── PROVIDED MATERIAL ──

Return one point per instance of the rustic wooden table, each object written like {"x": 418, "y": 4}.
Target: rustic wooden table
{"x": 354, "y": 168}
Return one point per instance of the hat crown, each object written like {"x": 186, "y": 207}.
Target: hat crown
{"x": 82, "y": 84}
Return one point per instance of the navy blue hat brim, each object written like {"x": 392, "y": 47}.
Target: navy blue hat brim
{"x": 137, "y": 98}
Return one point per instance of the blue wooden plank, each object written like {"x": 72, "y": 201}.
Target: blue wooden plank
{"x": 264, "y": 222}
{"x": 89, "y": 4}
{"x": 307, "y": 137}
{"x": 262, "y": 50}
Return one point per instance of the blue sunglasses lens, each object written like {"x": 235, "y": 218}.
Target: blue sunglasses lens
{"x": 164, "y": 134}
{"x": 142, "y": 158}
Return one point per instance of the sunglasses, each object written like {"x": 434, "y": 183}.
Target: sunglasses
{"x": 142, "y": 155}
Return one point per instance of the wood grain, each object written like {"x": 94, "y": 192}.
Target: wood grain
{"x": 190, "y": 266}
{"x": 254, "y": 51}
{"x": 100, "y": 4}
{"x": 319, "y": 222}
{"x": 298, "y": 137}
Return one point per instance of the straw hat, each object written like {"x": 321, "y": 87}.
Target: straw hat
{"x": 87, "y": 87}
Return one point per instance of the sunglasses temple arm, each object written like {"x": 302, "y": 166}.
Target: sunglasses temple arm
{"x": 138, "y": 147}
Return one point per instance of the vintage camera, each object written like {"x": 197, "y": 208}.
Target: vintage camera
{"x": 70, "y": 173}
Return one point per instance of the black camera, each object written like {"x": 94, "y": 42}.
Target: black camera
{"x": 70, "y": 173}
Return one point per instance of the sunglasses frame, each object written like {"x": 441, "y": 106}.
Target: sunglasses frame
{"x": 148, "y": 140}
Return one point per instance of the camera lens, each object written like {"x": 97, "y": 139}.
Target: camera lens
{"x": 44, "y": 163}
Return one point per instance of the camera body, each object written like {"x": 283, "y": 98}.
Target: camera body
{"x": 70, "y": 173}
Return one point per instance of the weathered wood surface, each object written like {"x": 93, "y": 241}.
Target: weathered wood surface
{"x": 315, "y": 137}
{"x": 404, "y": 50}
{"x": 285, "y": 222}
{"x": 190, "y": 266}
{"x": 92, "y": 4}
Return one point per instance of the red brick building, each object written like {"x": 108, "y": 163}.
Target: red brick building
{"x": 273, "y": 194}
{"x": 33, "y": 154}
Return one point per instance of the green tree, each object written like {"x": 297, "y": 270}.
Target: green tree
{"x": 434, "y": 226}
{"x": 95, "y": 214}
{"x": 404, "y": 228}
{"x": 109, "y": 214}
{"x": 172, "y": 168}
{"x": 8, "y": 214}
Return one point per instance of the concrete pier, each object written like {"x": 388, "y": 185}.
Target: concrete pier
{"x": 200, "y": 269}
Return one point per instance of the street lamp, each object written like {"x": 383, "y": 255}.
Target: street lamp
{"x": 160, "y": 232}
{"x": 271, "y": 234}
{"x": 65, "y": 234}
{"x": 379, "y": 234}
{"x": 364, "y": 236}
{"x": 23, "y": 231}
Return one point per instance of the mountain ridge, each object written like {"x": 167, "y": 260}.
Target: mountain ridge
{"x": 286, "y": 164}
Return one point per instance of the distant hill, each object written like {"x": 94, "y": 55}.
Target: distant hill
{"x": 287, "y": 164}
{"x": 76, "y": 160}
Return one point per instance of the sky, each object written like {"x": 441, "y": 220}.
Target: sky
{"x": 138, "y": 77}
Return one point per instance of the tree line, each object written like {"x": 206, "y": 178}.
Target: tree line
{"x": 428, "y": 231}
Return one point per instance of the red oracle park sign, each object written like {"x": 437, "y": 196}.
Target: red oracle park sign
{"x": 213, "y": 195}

───
── PROVIDED MATERIAL ──

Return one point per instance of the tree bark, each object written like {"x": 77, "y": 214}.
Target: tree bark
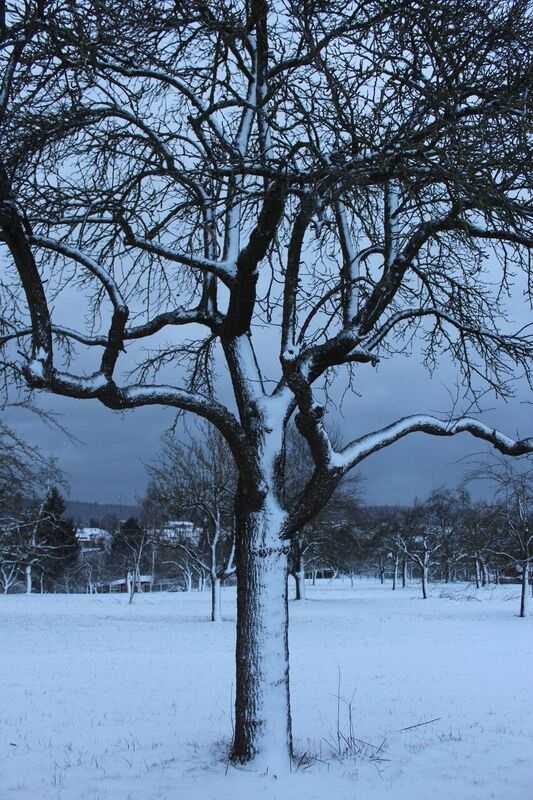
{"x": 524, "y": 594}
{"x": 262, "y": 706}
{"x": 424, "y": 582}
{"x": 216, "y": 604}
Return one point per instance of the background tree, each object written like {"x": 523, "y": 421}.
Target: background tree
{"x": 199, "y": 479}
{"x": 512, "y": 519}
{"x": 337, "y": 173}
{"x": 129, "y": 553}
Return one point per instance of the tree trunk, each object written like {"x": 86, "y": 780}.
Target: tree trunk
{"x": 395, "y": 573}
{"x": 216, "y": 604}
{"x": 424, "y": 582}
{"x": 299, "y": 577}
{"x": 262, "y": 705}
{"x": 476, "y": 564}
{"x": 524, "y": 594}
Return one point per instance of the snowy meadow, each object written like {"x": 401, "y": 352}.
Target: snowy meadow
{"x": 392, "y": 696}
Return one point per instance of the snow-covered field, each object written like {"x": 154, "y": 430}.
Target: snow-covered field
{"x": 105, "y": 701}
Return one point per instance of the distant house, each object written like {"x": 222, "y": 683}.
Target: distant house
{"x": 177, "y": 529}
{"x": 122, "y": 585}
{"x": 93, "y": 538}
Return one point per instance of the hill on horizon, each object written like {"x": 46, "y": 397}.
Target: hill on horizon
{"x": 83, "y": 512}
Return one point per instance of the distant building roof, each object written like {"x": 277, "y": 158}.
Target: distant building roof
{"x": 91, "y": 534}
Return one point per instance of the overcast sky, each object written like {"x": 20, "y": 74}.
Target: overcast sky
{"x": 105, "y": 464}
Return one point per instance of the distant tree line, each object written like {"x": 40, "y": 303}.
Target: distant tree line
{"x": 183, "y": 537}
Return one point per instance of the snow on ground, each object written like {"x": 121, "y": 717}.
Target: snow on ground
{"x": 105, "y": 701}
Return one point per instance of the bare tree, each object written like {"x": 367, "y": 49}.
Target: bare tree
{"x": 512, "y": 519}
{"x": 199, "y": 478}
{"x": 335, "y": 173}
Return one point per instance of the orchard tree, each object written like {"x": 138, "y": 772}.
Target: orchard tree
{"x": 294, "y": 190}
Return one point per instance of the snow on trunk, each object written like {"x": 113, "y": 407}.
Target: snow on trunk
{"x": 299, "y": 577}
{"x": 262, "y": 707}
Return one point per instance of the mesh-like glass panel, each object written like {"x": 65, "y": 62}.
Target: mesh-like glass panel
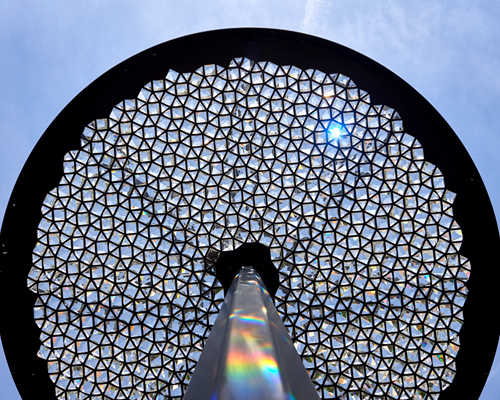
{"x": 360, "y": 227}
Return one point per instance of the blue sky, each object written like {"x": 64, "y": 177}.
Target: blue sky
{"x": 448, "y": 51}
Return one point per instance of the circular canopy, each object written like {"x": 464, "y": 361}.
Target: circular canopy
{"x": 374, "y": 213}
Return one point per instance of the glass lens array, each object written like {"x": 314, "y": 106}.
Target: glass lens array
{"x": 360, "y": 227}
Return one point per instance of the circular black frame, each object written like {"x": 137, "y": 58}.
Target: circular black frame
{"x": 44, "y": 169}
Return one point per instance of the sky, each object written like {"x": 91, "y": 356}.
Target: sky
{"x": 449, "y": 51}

───

■ **WRITTEN INSTRUCTION**: Extract every row above that contains the word "weathered", copying each one unchanged.

■ **EXERCISE RESPONSE**:
Return one point per instance of the weathered wood surface, each object written like {"x": 93, "y": 241}.
Target: weathered wood surface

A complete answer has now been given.